Transcribe the records that follow in their entirety, omitting any pictures.

* START Information supplied *

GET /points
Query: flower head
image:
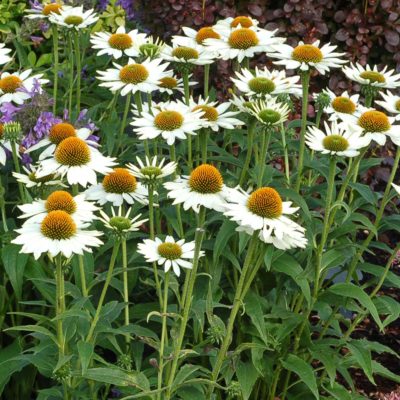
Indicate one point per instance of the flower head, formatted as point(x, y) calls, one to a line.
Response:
point(169, 253)
point(306, 56)
point(342, 139)
point(264, 211)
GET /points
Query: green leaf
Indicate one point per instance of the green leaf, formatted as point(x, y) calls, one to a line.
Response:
point(363, 357)
point(247, 376)
point(85, 351)
point(14, 263)
point(356, 293)
point(304, 371)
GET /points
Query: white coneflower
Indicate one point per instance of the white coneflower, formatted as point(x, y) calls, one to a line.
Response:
point(118, 186)
point(264, 211)
point(169, 253)
point(134, 77)
point(172, 120)
point(16, 87)
point(77, 206)
point(57, 133)
point(342, 139)
point(74, 18)
point(215, 116)
point(204, 187)
point(57, 233)
point(119, 43)
point(306, 56)
point(77, 161)
point(265, 83)
point(368, 76)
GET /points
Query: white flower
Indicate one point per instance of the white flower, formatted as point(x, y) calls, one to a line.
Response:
point(215, 116)
point(172, 120)
point(169, 253)
point(4, 57)
point(45, 10)
point(187, 52)
point(76, 206)
point(241, 42)
point(372, 76)
point(266, 83)
point(119, 43)
point(342, 139)
point(269, 112)
point(30, 180)
point(121, 223)
point(77, 161)
point(375, 124)
point(118, 186)
point(152, 170)
point(134, 77)
point(391, 104)
point(15, 87)
point(204, 187)
point(343, 104)
point(57, 233)
point(264, 211)
point(58, 132)
point(306, 56)
point(74, 18)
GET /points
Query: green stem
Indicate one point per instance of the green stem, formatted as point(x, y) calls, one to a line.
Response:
point(55, 66)
point(265, 138)
point(83, 276)
point(163, 334)
point(188, 301)
point(238, 300)
point(126, 291)
point(251, 127)
point(78, 71)
point(305, 81)
point(104, 291)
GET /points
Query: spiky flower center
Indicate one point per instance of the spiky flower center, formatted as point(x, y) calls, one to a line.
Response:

* END Information supplied *

[Expected answer]:
GET /points
Query: flower head
image:
Indicate one point per instance of the flower head, formatted as point(x, y) calls, one to a line.
Response:
point(169, 253)
point(306, 56)
point(342, 139)
point(264, 211)
GET /points
Query: green leaf
Indicate one point per instance of the green leaf, formatted as point(x, y) calls, one to a line.
Response:
point(363, 357)
point(247, 376)
point(85, 351)
point(14, 263)
point(356, 293)
point(304, 371)
GET /points
Query: white coneflower
Indicate one point per instance of the white coneflower, formatted as point(x, y) calls, one to a line.
Response:
point(118, 186)
point(264, 211)
point(169, 253)
point(134, 77)
point(172, 120)
point(16, 87)
point(77, 206)
point(57, 133)
point(342, 139)
point(74, 18)
point(215, 116)
point(204, 187)
point(57, 233)
point(119, 43)
point(306, 56)
point(77, 161)
point(265, 83)
point(368, 76)
GET /points
Query: white flower
Indicate one point per instance of the white flower, formatted as point(x, y) calls, one to a line.
Response:
point(215, 116)
point(172, 120)
point(169, 253)
point(4, 57)
point(45, 10)
point(187, 52)
point(76, 206)
point(241, 42)
point(372, 76)
point(266, 83)
point(119, 43)
point(342, 139)
point(269, 112)
point(30, 180)
point(121, 223)
point(77, 161)
point(375, 124)
point(118, 186)
point(152, 170)
point(134, 77)
point(391, 104)
point(15, 87)
point(204, 187)
point(343, 104)
point(57, 233)
point(264, 211)
point(58, 132)
point(306, 56)
point(74, 18)
GET /points
Query: green stem
Indicate one point per instance of the green stem, formatted as point(x, y) calls, one to a line.
Response:
point(55, 66)
point(265, 138)
point(83, 276)
point(163, 334)
point(188, 301)
point(238, 300)
point(126, 291)
point(251, 127)
point(78, 71)
point(305, 81)
point(104, 291)
GET /points
Query: spiky flower center
Indicate one point per instance of the spiky flower center, formatted as point(x, y) calls, one to a line.
Response:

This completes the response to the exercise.